→ **What you will do**:
Can you repeat the study methods text below word for word, between "A total of fifty-nine" and "to study completion.", inclusive?

→ **Given text**:
A total of fifty-nine persons were recruited for the reproducibility study (Study 1). Data from fifty-seven participants (twenty-nine males and twenty-eight females) were analysed. Two persons were excluded, as they failed to participate in the retest. A total of fifty-one participants were recruited for the validity study (Study 2). Data from forty-eight subjects (twenty males and twenty-eight females) were analysed. Three people were excluded: two for non-participation and one for not completing the questionnaire.
Both studies were conducted according to the guidelines laid down in the Declaration of Helsinki. Written informed consent was obtained from all subjects. Participants received monetary compensation for participation. All participants were informed about the study's aim subsequent to study completion.
Reproducibility study protocol (Study 1)
Participants were invited twice, with a 2-week interval between occasions, to serve lunch from the FFB, containing the following replica food items: cooked carrots, cooked green garden beans, pasta and fried chicken breast pieces (see Fig. S1, supplementary material for this article, http://www.journals.cambridge.org/bjn, for illustration of the FFB used in the reproducibility study). Each person was tested individually. Upon entering the experimental room, the participant was provided with a standard serving plate (27 cm diameter) and instructed to serve himself/herself a meal, such as he/she would normally eat for lunch, from the presented selection. After serving himself/herself, the participant filled out a questionnaire assessing hunger and recent food intake. Meanwhile, the investigator quantified each food component of the meal by weighing it (Shimadzu UW6200H; Swiss Waagen DC GmbH Uster, Switzerland). Two weeks later at the same time of day ( ± 1 h), the participant was again invited to select a meal, as he/she would normally eat for lunch, from the same FFB selection. After serving himself/herself, the participant filled out a questionnaire assessing hunger, recent food intake and anthropometric data. Participants were also asked to rate the authenticity of the replica foods.
Validity study protocol (Study 2)

→ **Shape labeling records**:
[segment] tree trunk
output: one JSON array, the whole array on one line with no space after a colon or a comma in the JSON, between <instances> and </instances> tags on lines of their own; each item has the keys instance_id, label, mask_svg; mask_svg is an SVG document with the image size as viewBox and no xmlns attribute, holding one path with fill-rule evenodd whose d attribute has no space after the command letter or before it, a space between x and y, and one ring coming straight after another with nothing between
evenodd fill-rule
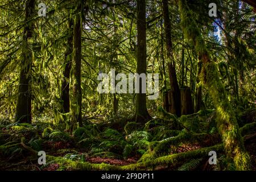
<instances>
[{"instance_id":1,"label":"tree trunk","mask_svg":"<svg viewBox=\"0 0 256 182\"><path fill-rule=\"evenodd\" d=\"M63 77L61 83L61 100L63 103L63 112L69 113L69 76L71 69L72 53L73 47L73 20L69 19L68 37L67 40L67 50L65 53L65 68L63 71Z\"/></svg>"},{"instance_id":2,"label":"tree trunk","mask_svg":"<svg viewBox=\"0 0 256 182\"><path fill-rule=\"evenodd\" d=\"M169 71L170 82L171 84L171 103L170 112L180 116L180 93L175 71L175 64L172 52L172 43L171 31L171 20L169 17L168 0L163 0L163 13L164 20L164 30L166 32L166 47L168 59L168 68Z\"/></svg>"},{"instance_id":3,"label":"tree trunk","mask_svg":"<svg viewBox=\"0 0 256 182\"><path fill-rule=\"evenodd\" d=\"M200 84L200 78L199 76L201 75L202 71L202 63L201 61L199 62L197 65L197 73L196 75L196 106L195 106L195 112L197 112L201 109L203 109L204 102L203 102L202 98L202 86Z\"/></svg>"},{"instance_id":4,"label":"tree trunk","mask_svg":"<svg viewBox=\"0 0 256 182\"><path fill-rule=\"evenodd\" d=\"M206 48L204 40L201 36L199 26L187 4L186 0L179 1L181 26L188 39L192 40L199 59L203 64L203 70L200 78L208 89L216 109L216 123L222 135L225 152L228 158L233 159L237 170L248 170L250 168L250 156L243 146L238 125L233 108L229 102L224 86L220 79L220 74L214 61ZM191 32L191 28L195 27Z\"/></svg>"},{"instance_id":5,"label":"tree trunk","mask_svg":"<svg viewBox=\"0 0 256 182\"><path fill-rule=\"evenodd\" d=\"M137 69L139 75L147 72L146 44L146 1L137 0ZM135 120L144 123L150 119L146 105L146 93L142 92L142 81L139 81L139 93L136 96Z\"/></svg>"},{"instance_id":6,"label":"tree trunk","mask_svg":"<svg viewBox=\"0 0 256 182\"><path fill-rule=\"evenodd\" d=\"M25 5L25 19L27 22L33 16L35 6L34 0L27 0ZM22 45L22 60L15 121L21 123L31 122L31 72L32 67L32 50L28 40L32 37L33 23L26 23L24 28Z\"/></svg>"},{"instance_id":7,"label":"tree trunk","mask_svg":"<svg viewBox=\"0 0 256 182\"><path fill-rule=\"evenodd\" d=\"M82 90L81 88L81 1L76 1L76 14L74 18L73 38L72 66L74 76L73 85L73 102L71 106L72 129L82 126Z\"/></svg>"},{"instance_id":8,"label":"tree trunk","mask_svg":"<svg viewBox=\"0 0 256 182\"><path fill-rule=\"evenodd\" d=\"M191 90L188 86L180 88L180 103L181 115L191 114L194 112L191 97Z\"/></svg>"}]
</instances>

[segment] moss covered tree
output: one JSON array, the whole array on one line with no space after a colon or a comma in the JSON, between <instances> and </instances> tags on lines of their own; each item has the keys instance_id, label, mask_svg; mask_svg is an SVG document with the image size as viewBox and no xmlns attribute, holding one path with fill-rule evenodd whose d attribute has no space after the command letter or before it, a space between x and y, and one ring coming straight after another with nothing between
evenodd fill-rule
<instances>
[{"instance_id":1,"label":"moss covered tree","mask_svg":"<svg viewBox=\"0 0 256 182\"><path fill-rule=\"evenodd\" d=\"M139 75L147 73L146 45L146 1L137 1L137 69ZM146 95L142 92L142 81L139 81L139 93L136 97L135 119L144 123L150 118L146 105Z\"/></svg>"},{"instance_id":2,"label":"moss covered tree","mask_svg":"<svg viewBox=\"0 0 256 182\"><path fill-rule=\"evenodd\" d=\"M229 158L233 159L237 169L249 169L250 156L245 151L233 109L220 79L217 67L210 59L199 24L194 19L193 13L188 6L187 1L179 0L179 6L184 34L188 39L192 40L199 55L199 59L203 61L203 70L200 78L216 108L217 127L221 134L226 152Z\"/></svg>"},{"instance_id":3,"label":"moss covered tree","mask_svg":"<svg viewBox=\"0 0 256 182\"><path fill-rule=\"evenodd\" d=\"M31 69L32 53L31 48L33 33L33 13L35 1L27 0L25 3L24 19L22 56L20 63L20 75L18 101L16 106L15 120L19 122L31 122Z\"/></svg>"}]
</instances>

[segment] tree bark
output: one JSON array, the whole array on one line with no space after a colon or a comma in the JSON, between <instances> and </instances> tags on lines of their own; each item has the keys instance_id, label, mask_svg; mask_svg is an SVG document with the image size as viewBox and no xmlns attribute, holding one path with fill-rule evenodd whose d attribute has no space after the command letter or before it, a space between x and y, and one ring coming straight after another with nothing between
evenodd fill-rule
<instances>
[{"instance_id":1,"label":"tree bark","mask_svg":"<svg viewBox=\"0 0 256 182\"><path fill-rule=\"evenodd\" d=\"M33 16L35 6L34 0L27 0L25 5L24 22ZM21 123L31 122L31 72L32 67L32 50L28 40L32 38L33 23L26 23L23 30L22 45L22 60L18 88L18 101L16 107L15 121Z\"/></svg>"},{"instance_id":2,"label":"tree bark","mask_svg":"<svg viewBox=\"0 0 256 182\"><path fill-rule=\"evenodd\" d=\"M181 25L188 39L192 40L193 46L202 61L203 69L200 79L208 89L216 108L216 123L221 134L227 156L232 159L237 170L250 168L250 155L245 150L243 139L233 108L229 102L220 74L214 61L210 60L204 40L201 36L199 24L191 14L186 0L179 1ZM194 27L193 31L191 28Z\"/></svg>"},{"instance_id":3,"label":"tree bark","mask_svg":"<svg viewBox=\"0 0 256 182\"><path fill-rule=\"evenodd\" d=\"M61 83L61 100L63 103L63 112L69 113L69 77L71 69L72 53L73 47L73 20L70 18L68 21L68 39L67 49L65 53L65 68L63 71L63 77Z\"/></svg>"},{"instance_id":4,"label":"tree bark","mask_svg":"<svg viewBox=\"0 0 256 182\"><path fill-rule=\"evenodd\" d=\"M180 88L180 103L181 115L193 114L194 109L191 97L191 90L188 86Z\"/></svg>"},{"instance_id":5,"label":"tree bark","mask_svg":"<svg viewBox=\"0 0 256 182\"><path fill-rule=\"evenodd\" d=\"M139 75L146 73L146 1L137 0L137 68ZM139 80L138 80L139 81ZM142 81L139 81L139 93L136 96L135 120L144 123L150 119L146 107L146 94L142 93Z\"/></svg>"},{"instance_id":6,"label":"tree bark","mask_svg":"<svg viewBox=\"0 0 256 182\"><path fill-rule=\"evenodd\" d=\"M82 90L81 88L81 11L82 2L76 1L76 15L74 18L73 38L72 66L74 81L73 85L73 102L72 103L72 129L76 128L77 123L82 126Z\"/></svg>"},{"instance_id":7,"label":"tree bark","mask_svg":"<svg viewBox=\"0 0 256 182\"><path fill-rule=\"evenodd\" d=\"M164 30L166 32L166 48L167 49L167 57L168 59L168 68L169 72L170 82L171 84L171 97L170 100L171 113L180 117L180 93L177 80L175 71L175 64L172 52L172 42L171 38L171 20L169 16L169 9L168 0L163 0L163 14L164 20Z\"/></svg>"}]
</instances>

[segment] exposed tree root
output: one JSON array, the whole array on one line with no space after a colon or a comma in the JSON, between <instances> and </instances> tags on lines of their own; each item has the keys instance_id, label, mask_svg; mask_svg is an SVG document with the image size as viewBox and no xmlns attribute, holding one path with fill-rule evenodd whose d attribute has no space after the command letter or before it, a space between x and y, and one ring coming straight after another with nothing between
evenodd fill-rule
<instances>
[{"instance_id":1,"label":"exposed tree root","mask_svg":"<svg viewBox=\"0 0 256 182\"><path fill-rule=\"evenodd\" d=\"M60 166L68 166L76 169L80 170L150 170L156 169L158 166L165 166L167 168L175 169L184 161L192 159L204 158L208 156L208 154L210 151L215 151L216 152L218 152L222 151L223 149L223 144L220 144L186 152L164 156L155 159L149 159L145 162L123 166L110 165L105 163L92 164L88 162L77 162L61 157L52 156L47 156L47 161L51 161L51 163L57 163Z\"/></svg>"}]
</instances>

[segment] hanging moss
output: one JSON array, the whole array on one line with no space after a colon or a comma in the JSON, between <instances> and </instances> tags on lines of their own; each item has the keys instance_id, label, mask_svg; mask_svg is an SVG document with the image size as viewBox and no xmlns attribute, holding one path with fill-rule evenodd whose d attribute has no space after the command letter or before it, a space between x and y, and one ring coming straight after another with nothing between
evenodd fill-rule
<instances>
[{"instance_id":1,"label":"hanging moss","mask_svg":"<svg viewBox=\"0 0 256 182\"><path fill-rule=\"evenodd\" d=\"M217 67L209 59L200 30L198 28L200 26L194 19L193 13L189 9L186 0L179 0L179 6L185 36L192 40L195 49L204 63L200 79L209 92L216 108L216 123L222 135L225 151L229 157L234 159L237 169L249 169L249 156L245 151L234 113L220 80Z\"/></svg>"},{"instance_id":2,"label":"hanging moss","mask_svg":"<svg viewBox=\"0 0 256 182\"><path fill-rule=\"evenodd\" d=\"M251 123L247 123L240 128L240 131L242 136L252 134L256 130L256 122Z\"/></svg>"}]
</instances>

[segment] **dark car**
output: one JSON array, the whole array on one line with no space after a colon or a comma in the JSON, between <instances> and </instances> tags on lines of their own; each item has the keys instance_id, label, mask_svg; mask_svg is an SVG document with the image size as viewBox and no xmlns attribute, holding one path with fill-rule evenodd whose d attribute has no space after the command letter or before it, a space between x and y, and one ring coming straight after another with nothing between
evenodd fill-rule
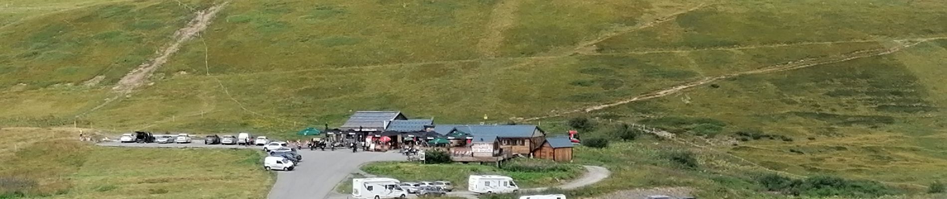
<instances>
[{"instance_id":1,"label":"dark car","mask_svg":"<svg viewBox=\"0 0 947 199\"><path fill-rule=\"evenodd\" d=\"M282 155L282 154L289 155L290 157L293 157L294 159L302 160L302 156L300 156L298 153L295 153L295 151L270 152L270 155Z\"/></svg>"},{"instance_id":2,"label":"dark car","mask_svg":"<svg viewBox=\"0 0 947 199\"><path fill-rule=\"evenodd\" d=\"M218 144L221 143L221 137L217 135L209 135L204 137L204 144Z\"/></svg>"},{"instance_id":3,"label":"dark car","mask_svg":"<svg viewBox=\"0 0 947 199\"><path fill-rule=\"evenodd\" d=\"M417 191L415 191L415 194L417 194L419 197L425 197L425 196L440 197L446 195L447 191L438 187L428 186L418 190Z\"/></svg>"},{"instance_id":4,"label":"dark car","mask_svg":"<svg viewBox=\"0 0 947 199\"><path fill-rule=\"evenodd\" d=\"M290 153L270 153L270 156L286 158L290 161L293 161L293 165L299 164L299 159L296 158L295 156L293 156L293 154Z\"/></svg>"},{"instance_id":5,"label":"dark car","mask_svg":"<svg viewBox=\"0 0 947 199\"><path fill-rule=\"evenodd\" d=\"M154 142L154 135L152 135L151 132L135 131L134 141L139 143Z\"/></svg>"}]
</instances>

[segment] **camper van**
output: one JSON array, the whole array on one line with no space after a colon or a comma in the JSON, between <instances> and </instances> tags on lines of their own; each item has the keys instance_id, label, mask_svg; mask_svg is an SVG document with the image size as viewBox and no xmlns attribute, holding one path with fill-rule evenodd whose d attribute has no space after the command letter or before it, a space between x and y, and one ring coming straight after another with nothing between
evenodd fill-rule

→ **Written answer**:
A total of fifty-nine persons were recruited for the reproducibility study (Study 1). Data from fifty-seven participants (twenty-nine males and twenty-eight females) were analysed. Two persons were excluded, as they failed to participate in the retest. A total of fifty-one participants were recruited for the validity study (Study 2). Data from forty-eight subjects (twenty males and twenty-eight females) were analysed. Three people were excluded: two for non-participation and one for not completing the questionnaire.
Both studies were conducted according to the guidelines laid down in the Declaration of Helsinki. Written informed consent was obtained from all subjects. Participants received monetary compensation for participation. All participants were informed about the study's aim subsequent to study completion.